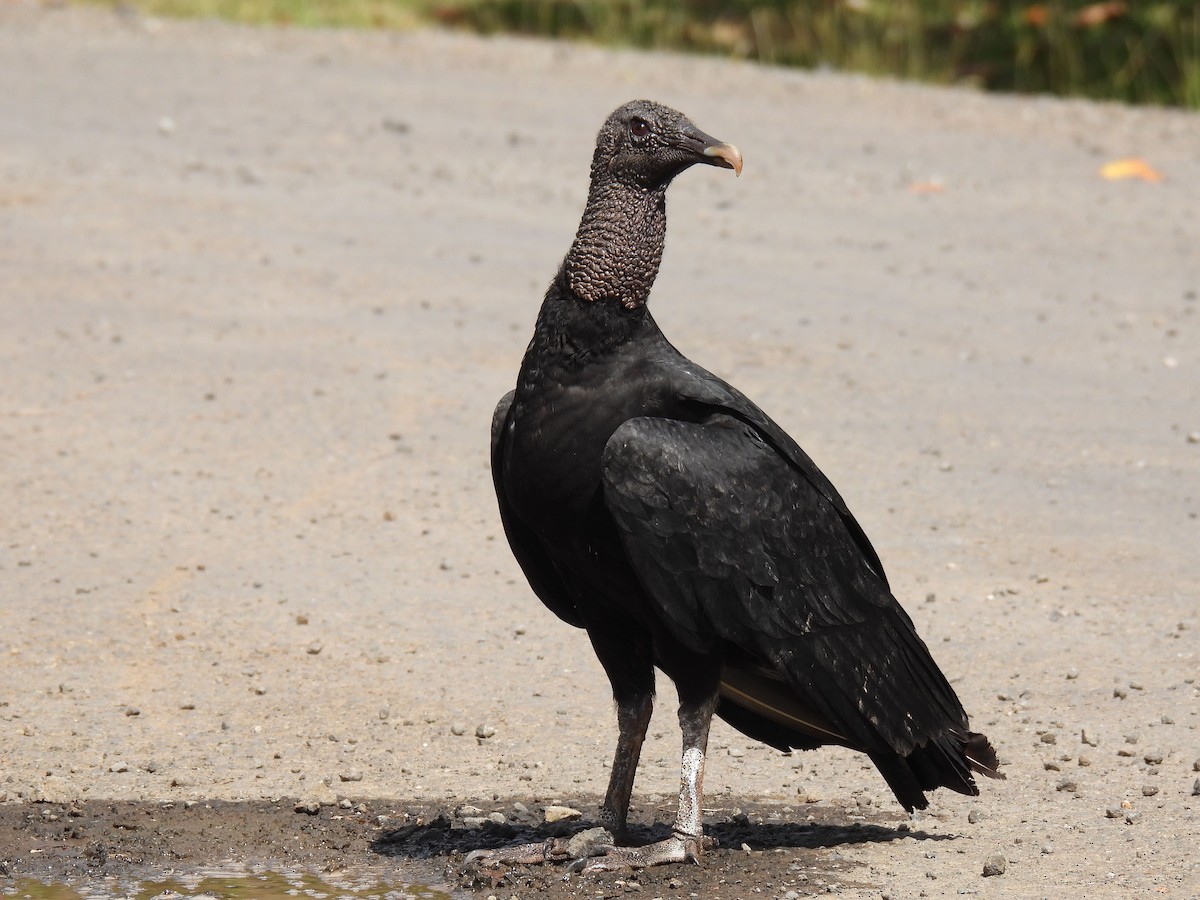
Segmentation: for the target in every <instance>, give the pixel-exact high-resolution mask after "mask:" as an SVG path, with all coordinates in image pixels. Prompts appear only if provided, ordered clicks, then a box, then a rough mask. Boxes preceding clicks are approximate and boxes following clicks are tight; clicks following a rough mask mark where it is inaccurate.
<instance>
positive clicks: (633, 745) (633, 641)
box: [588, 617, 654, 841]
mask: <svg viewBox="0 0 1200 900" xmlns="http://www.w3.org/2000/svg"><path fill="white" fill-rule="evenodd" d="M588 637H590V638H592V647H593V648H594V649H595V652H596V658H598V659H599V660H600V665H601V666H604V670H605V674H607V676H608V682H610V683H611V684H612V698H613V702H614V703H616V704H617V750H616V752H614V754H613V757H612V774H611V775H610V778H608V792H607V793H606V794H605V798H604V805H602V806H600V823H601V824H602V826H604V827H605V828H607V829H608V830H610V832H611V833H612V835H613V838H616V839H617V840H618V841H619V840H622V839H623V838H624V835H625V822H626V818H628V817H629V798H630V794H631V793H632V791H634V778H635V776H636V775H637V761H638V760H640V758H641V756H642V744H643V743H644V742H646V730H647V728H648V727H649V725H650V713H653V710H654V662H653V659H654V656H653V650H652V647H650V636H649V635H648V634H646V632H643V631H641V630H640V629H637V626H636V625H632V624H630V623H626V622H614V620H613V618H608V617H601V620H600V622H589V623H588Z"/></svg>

**Work request**
Count of lines holding the string "clicks": please work it out for the entries above and give the number alone.

**Solution to the exercise**
2